Stated task>
Print all records exactly, leaving nothing out.

Extracted entries>
○ ○ ○ ○

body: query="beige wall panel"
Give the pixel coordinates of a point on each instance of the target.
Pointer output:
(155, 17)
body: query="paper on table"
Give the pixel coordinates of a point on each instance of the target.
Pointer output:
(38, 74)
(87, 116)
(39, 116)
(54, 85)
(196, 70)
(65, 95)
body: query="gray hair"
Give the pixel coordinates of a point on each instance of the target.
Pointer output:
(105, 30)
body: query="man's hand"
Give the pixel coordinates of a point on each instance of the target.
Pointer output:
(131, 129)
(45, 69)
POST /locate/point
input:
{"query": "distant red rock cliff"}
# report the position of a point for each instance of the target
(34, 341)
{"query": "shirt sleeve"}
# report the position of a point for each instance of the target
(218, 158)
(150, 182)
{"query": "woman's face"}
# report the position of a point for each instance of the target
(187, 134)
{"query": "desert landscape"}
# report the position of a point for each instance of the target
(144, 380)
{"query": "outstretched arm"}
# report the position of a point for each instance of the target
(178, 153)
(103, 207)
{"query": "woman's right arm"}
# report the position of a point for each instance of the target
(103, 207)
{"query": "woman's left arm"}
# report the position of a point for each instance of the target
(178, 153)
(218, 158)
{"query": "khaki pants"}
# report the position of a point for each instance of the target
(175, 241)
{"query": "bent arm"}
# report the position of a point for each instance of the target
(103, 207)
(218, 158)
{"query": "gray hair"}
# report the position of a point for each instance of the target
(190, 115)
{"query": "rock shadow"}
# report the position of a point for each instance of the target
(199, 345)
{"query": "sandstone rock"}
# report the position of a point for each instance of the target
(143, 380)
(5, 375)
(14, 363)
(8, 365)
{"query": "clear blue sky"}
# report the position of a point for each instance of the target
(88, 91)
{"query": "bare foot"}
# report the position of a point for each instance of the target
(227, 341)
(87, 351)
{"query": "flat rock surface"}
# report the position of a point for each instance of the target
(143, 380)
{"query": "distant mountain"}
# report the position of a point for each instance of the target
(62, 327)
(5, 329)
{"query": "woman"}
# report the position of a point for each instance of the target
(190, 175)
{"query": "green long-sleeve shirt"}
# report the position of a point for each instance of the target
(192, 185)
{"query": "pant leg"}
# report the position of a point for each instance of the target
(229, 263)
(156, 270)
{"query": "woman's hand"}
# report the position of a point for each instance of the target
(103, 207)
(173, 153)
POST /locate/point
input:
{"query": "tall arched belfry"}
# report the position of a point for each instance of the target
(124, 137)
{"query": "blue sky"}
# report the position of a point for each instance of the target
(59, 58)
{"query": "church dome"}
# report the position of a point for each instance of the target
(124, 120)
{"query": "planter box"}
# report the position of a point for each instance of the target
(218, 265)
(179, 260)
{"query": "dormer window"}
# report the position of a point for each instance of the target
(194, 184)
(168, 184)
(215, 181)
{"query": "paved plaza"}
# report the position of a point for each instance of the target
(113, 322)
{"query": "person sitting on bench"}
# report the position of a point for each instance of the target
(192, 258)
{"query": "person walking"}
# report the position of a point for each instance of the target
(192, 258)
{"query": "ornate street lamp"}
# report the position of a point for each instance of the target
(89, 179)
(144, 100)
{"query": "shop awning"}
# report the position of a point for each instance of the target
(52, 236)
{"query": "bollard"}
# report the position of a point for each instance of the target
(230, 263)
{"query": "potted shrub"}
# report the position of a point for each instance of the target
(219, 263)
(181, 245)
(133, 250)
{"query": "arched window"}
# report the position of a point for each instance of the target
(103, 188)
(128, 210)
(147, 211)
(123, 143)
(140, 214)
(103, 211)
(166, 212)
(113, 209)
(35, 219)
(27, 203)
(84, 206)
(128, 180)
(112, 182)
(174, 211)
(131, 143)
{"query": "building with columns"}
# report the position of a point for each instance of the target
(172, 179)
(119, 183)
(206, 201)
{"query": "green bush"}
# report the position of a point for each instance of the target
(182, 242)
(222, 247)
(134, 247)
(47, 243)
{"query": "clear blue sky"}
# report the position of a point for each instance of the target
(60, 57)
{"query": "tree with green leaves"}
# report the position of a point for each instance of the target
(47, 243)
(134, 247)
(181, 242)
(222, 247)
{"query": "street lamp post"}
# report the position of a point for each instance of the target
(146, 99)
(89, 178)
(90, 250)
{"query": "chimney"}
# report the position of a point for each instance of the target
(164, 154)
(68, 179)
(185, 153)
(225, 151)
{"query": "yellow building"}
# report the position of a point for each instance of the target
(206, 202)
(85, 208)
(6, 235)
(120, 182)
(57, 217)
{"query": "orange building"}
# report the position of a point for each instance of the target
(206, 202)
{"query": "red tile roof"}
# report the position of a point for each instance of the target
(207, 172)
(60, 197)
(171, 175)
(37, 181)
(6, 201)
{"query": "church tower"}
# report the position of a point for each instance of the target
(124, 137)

○ ○ ○ ○

The reply>
body: query="beige wall panel"
Give the pixel coordinates of a point on each instance of the target.
Pointer output:
(155, 17)
body: query="paper on table"
Give the pixel coordinates of a point on each instance of the target.
Pointer output:
(38, 74)
(87, 116)
(39, 116)
(54, 85)
(196, 70)
(65, 95)
body: query="gray hair"
Give the pixel coordinates of a point on each instance of the target.
Pointer output:
(105, 30)
body: query="man's hand"
Give the pixel coordinates of a point on each instance of the target.
Pointer output:
(131, 129)
(45, 69)
POST /locate/point
input:
{"query": "distant red rock cliff"}
# report the position of a point for each instance of the target
(34, 341)
{"query": "shirt sleeve"}
# report the position of a point for each instance of the target
(218, 158)
(150, 182)
{"query": "woman's face"}
# report the position of a point for each instance of the target
(187, 134)
{"query": "desert landscape"}
# report the position of a point for each instance of the target
(144, 380)
{"query": "outstretched arm"}
# report the position of a point for each instance of the target
(178, 153)
(103, 207)
{"query": "woman's right arm"}
# report the position of a point for each instance of the target
(103, 207)
{"query": "woman's left arm"}
# report the position of a point for each instance of the target
(178, 153)
(218, 158)
{"query": "khaki pants"}
# report the position of a point for each instance of the target
(175, 241)
{"query": "bent arm"}
# report the position of a point for each instance of the target
(103, 207)
(218, 158)
{"query": "gray hair"}
# report the position of a point for each instance of the target
(190, 115)
{"query": "rock shadow"}
# report the position of a point for each instance of the target
(199, 345)
{"query": "sandstone rock"}
# report the position of a point for each instance of the target
(143, 380)
(5, 375)
(14, 363)
(8, 365)
{"query": "clear blue sky"}
# report the position of a point for each instance of the target
(88, 91)
{"query": "bare foot"}
# report the position of a point for each instance of the target
(227, 341)
(87, 351)
{"query": "flat rock surface"}
# report the position of a point for each instance of the target
(143, 380)
{"query": "distant mountain"}
# report the position of a point for each instance of the target
(62, 327)
(5, 329)
{"query": "woman"}
# report the position of a point for each instance of the target
(190, 175)
{"query": "green long-sleeve shirt"}
# report the position of a point for each instance of the target
(192, 185)
{"query": "pant leg"}
# report the position of a point for each instance of the target
(229, 263)
(156, 270)
{"query": "woman's hand"}
# report the position of a point for each instance of the target
(103, 207)
(173, 153)
POST /locate/point
input:
{"query": "tall arched belfry"}
# report the position of a point for each instance of the target
(124, 137)
{"query": "blue sky"}
# report the position of a point for each instance of the target
(59, 58)
{"query": "church dome"}
# report the position of a point for each instance of the target
(124, 120)
{"query": "planter box"}
# report the position of a point for each instance of the target
(218, 265)
(179, 260)
{"query": "dormer window"}
# report the position of a point for each instance of the target
(194, 184)
(168, 184)
(215, 181)
{"query": "paved plaza"}
# report the position of a point for each instance of the target
(113, 322)
{"query": "person sitting on bench"}
# report the position of a point for each instance of the target
(192, 258)
{"query": "person walking"}
# report the position of a point for each instance of the target
(192, 258)
{"query": "ornate street lamp"}
# report the position of a point for each instance of the target
(89, 179)
(144, 100)
{"query": "shop awning"}
# report the position of a point for each instance of the target
(52, 236)
{"query": "bollard"}
# report the position of a point for each instance of the target
(230, 263)
{"query": "potted shrub"}
# report the position of a point for each instance of the target
(219, 263)
(181, 245)
(133, 250)
{"query": "arched window"}
# report the position of a point for each instance of the target
(103, 188)
(128, 210)
(147, 211)
(123, 143)
(140, 214)
(103, 211)
(166, 212)
(113, 209)
(35, 219)
(27, 203)
(84, 206)
(128, 180)
(112, 182)
(174, 211)
(131, 143)
{"query": "building with columns"}
# report the position of a point for each instance of the target
(172, 179)
(119, 183)
(206, 201)
{"query": "green bush"}
# report the position of a point for each instance of the target
(182, 242)
(222, 247)
(134, 247)
(47, 243)
{"query": "clear blue sky"}
# report the position of a point for each instance of the target
(60, 57)
{"query": "tree with green leaves"}
# report the position of a point for each instance of the target
(47, 243)
(134, 247)
(181, 242)
(222, 247)
{"query": "street lamp post"}
# report the position of a point for each instance of the target
(146, 99)
(89, 178)
(90, 250)
{"query": "chimney"}
# report the position of a point for each instance of the target
(164, 154)
(68, 179)
(185, 153)
(225, 151)
{"query": "yellow building"}
# report the position of a point for each instance of the target
(206, 202)
(85, 208)
(6, 235)
(120, 182)
(57, 217)
{"query": "orange building"}
# report the position of a point for each instance of the target
(206, 202)
{"query": "red tile roof"}
# report the position of a point for each instance of the target
(207, 172)
(60, 197)
(171, 175)
(37, 181)
(6, 201)
{"query": "church tower"}
# report the position of a point for each instance of the target
(124, 137)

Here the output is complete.